What needs to be done:
Transcribe every record that appears below, exactly and in full.

Listed entries:
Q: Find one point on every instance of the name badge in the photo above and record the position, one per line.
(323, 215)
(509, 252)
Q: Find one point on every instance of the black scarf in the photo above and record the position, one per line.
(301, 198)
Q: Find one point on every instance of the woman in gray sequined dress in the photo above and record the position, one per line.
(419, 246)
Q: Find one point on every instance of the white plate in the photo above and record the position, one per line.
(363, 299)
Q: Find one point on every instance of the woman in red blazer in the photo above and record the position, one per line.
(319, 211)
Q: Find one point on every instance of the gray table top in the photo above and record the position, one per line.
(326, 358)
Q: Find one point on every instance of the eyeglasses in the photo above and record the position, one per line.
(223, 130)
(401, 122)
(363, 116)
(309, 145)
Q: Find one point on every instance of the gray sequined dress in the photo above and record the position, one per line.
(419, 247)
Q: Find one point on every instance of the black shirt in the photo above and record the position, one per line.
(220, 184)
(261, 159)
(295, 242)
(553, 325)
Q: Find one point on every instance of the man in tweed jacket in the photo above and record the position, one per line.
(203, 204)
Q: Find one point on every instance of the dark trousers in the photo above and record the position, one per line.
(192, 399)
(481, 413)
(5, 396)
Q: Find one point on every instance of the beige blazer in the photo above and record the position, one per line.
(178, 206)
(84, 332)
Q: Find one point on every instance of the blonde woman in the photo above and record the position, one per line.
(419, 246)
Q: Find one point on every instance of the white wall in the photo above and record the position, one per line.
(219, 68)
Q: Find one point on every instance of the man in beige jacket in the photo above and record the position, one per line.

Task output:
Q: Find one point on every instance of the name badge in the photo above and record the position, one per line.
(323, 215)
(509, 252)
Q: Find one point on every instance of the black scarf in the photo above and record the position, one per line.
(301, 198)
Q: Find one point on every instance of the woman in gray sequined dress in the photo above and record the position, one per line.
(419, 246)
Q: Find one point on every instance of the white plate in the photo above and record the position, one per line.
(363, 299)
Q: Find one point on every instance of the woman in red blazer in the photo above and record the position, one per line.
(319, 211)
Q: Find one point on every instance of the gray table top in the photo above and record the position, one per line.
(326, 358)
Q: Find one point on every instance of the eyeglasses in the photo above and record the position, one per line.
(223, 130)
(401, 122)
(363, 116)
(309, 145)
Q: Find one point on every instance of the gray sequined dress in the photo above and record the position, one per line.
(419, 247)
Q: Find one point on every instance of the black shirt in the photo above and record the position, one per line.
(220, 184)
(261, 159)
(295, 242)
(553, 325)
Q: Find one point on every instance of the man in tweed jacket in the photo above and record the position, one per line.
(203, 204)
Q: Find one point on every instance of the dark trousers in the photo above and record the position, one per line.
(192, 399)
(481, 413)
(5, 396)
Q: Find one point on every instance of the beige blazer in the photo above and record the position, one per line.
(178, 206)
(84, 332)
Q: Find one point on every instance of the blonde woman in the photo above and record the position, one per line.
(419, 246)
Q: Find one point on every instance of the white wall in the photo above and record the position, one per line.
(219, 68)
Q: Find one point on every instance of the man in beige jacket in the photo above and record the position, one per line.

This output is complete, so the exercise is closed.